:: DIRECTIONS ::
Decide whether each statement agrees with the excerpt on MP-Net and optical flow, answering yes or no and quoting the deciding words: (a) Using EpicFlow instead of LDOF improves performance on FT3D. (b) FlowNet 2.0 is used for evaluation on the DAVIS validation set. (c) On DAVIS, the model trained on FusionSeg scores 2.2% below the one trained on synthetic data.

:: EXCERPTED PASSAGE ::
__________________________________________________

We experimentally demonstrate this improvement, by utilizing state-of-the-art flow estimation methods, instead of LDOF. EpicFlow, which leverages motion contours, produces more accurate object boundaries, and improves over MP-Net using LDOF by 4.5% on DAVIS. On FT3D though it leads to a 6.2% decrease in performance. We observe that this is due to EpicFlow, which does produce more accurate object boundaries, but also smooths out small objects and objects with tiny motions. This smoothing appears to be beneficial on real videos, but degrades the performance on synthetic FT3D videos. FlowNet 2.0, which is a CNN-based method trained on a mixture of synthetic and real videos to estimate optical flow from a pair of frames, further improves the performance on DAVIS by 5.7%. It also achieves better results on FT3D, with a 7.6% improvement over LDOF. The remaining gap of 19.6% between the ground truth flow and FlowNet 2.0 performance on FT3D shows the potential for future improvement of flow estimation methods.

6.3.3 Training on Real Videos

We also experiment with training our MP-Net on FusionSeg and DAVIS, in order to explore the value real videos can bring in learning a motion segmentation model, compared to training exclusively on synthetic videos. On one hand, real videos contain motion patterns that have similar statistics to those encountered in the testing phase. On the other hand, no ground truth flow is available, so a noisy flow estimation has to be used, which was shown to be suboptimal when training on FT3D (see Sect. 6.3.1). For FusionSeg the labels are, furthermore, not ground truth, but are instead obtained automatically and contain a significant amount of noise, as discussed in Sect. 6.1.

Table 3 Performance of the best MP-Net variant trained with different datasets on FT3D test and DAVIS validation sets

All the models in this experiment are trained on flow extracted with the state-of-the-art FlowNet 2.0, in order to minimize the influence of errors in flow. FlowNet 2.0 is also used for evaluation on the DAVIS validation set, whereas ground truth flow is used for FT3D test set. As shown in Table 3, the model trained on FusionSeg is 2.2% below the one trained on synthetic data in the case of DAVIS. On FT3D, its performance drops by 45.1%. This shows that the synthetic dataset contains a lot more challenging motions than those typically encountered in real videos, and although a model learned on synthetic data can generalize to real data, the converse does not hold. Learning the model only on real videos also does not bring any improvement on DAVIS, due to errors in flow estimation and labels in FusionSeg outweighing the potential benefits. We then finetune the FT3D-trained model on FusionSeg to leverage the benefits of the two domains. This leads to a notable improvement on both datasets, e.g., 3.5% on DAVIS compared to the model trained on FusionSeg alone. The results on synthetic FT3D videos, despite the improvement over the FusionSeg-trained model, remain low however, showing the significant difference between the two domains.

__________________________________________________

:: THE DATA ::
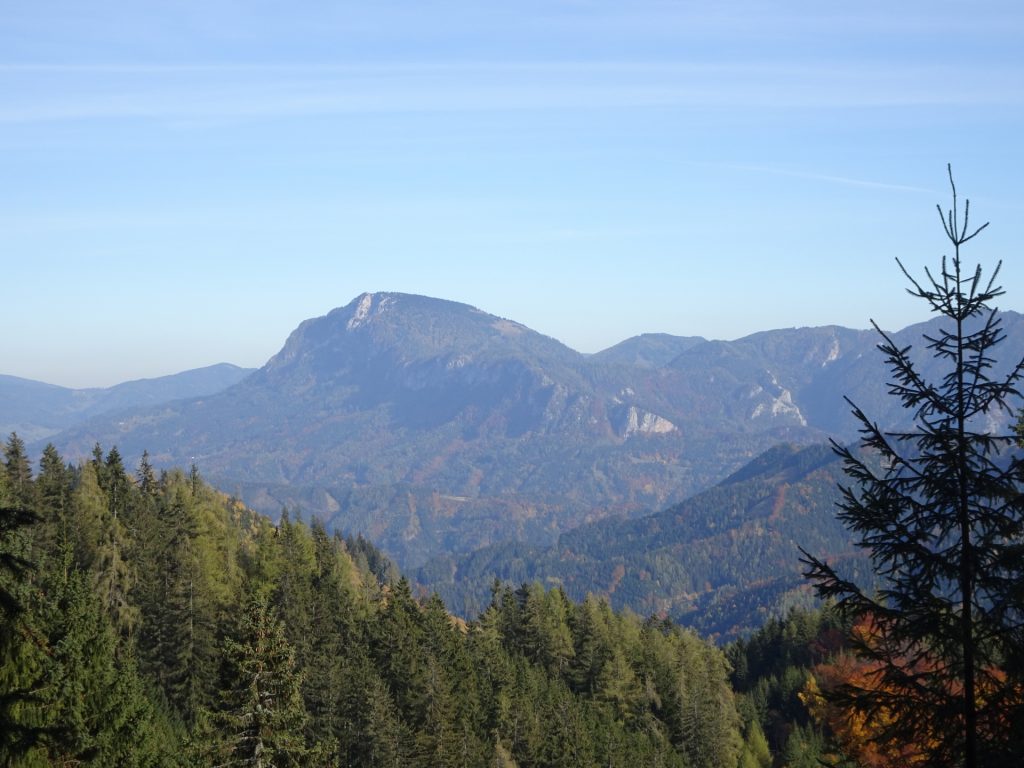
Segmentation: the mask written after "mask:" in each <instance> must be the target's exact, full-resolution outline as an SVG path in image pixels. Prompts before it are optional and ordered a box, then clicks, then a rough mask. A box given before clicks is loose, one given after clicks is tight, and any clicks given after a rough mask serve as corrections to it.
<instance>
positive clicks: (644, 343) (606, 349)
mask: <svg viewBox="0 0 1024 768" xmlns="http://www.w3.org/2000/svg"><path fill="white" fill-rule="evenodd" d="M706 341H708V340H707V339H706V338H703V337H702V336H672V335H671V334H641V335H640V336H634V337H633V338H631V339H627V340H626V341H621V342H618V343H617V344H615V345H614V346H611V347H608V348H607V349H602V350H601V351H600V352H595V353H594V354H593V355H591V360H593V361H595V362H603V364H610V365H615V366H633V367H634V368H662V367H663V366H665V365H668V364H669V362H671V361H672V360H674V359H675V358H676V357H678V356H679V355H680V354H682V353H683V352H685V351H686V350H687V349H690V348H692V347H695V346H696V345H697V344H703V343H705V342H706Z"/></svg>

__________________________________________________

:: TASK RESPONSE ::
(a) No: "On FT3D though it leads to a 6.2% decrease in performance."
(b) Yes: "FlowNet 2.0 is also used for evaluation on the DAVIS validation set"
(c) Yes: "the model trained on FusionSeg is 2.2% below the one trained on synthetic data in the case of DAVIS"